# Instruction 1
Check each statement against the rental cash flow excerpt and answer yes or no, quoting the words from the excerpt that decide it. (a) The simulation covered the largest 588 cities in the U.S. (b) The average cash-on-cash return in the simulation was positive. (c) Cash flow is getting harder to find because rent is growing faster than home prices.
# Instruction 2
Carry the rental cash flow excerpt forward, starting right after its final sentence.

# Page excerpt
[Start]

Basic market dynamics have been making cash flow harder to find for nearly a decade, and the current red-hot market is making things worse. I recently simulated cash flow for the largest 588 cities in the U.S., and the average (unweighted) cash-on-cash return was -6.5%.

But fear not. Cash flow is only one of four ways that real estate investors generate income from rental properties. There are other ways to generate great returns.

Cash flow is super important for investors looking to quit their jobs or reaching retirement age soon. But if you’re in the game for the long run, there are good returns out there even without cash flow.

Why is cash flow hard to find?

Cash flow is getting harder to find for a straightforward reason: Home prices are growing faster than rent.

Because the home price is the foundation of many of the largest expenses an investor faces (principle, interest, taxes, insurance), when home prices go up, so do expenses. Therefore, if rent does not keep pace with the rate of home price appreciation in a given market, the cash flow potential of that market (or the market as a whole) will decrease.

Let’s look at a very simple example from Columbus, Ohio (which I chose randomly).

[End]

# Data lines
[Start]

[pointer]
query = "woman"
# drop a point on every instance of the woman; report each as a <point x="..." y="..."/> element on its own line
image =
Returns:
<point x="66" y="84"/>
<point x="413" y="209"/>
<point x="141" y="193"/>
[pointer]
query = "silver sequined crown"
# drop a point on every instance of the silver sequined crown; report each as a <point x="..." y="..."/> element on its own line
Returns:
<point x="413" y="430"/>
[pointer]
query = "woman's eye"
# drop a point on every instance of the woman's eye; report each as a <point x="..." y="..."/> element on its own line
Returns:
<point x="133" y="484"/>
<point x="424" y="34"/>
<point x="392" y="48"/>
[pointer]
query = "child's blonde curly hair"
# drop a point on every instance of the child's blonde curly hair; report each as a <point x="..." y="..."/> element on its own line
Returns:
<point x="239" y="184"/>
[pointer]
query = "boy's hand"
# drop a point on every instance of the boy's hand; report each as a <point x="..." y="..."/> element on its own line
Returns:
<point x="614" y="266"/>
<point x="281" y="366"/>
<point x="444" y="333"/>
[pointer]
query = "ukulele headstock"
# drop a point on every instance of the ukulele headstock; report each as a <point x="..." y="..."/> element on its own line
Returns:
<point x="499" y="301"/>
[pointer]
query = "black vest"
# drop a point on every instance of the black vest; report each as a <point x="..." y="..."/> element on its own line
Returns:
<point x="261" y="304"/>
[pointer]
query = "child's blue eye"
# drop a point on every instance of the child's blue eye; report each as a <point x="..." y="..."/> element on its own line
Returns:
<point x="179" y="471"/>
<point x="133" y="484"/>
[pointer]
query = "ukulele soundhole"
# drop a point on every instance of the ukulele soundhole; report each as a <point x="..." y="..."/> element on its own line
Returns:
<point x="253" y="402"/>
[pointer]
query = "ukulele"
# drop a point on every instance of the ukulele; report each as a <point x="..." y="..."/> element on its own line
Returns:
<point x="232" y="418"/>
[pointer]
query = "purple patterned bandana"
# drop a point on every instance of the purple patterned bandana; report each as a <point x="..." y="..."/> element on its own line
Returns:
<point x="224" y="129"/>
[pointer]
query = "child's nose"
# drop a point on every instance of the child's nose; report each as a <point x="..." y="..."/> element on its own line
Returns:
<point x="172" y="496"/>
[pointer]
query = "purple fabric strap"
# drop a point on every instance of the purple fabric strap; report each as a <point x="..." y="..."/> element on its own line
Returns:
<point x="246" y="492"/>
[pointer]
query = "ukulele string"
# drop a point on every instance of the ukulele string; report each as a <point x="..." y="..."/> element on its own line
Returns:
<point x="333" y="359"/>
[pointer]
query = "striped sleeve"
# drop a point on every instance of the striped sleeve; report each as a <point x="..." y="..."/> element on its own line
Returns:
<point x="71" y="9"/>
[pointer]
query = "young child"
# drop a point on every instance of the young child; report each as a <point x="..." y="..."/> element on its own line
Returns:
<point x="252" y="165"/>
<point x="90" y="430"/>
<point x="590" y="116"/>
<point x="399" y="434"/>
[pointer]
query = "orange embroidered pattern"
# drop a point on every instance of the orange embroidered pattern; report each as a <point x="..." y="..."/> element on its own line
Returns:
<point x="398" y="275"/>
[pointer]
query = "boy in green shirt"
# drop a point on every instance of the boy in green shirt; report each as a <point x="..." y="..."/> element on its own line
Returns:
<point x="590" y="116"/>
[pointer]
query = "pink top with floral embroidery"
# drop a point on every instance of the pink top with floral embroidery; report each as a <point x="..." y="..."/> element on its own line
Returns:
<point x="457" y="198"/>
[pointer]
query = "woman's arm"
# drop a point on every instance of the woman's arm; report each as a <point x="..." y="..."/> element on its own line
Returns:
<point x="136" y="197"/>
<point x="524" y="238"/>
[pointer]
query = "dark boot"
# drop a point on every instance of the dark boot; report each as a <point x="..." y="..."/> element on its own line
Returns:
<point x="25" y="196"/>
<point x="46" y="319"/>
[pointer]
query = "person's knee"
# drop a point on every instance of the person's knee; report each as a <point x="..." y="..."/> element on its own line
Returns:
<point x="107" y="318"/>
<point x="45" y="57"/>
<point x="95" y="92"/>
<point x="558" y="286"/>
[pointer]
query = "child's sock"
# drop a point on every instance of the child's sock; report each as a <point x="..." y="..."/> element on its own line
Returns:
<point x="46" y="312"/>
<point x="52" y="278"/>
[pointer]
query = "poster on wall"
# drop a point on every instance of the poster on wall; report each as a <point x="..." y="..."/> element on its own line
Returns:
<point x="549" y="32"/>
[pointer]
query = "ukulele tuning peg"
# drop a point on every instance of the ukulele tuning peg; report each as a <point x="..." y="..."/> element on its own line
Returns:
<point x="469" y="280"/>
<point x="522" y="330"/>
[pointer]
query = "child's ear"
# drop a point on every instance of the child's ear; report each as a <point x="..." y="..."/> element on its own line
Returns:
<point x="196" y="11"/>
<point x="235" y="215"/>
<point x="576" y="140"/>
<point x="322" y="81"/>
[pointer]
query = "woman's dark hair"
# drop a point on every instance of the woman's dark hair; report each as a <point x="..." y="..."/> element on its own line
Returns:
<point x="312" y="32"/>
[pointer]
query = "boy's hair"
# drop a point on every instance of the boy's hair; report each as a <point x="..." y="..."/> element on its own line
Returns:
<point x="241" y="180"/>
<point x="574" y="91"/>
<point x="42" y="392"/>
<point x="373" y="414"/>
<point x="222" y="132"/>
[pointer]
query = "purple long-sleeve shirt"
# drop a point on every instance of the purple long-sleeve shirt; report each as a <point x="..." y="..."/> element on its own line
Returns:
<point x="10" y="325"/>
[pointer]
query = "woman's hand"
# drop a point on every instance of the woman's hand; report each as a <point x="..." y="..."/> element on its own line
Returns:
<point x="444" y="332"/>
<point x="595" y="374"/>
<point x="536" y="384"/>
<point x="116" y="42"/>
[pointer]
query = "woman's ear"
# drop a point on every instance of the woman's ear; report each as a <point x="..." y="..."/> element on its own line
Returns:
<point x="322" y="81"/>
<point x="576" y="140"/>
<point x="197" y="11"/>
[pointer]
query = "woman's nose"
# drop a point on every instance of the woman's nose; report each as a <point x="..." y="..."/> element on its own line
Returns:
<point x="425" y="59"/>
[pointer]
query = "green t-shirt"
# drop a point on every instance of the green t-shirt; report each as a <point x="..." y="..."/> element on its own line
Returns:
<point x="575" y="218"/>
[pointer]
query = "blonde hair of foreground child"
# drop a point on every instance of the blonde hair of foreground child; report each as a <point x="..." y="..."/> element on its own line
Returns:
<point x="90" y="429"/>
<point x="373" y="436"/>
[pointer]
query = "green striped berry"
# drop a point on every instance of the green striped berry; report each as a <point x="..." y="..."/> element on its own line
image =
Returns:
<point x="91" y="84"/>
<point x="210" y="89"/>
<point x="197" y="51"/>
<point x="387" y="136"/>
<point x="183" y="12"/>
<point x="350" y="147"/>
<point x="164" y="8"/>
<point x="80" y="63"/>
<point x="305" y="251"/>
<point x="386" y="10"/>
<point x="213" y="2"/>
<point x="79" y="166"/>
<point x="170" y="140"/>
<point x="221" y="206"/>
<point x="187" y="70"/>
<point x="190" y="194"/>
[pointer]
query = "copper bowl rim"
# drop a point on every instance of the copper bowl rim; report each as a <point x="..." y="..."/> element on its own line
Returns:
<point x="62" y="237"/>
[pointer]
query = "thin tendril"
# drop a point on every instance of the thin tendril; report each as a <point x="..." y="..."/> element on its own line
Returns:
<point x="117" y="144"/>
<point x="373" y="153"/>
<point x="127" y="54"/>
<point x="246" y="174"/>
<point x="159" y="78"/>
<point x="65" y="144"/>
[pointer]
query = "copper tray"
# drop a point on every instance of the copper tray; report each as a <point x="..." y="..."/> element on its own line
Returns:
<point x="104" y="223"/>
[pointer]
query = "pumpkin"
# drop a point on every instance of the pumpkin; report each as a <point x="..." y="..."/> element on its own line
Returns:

[End]

# Task answer 1
(a) Yes: "I recently simulated cash flow for the largest 588 cities in the U.S."
(b) No: "the average (unweighted) cash-on-cash return was -6.5%."
(c) No: "Home prices are growing faster than rent."

# Task answer 2
Back in 2014, the median price of a home in Columbus was $148,600, with a monthly rent of $954. By April of 2021—exactly seven years later—the median home price in Columbus was $244,200 with a rent of $1,302.

Both went up a lot! But housing prices went up more. When you calculate the compound annual growth rate (CAGR) for home prices, you get a growth rate of 7.4% for home prices, compared to a growth rate of just 4.54% for rents. This discrepancy will have a large impact on cash flow.

Let’s see how these changes would impact cash flow if our only expenses were taxes and P&I. I am using just these expenses because they are easy to calculate and don’t vary from home to home. All we need is the price of the house to calculate them.

Using the BiggerPockets mortgage calculator, I determined monthly principal and interest payments for the median home in 2014 and the median home in 2021. I also saw that the effective tax rate in Columbus is 1.48% and calculated estimated taxes (I know that the median sales prices don’t equal the assessed value for most houses, but I am just trying to make a simple example here).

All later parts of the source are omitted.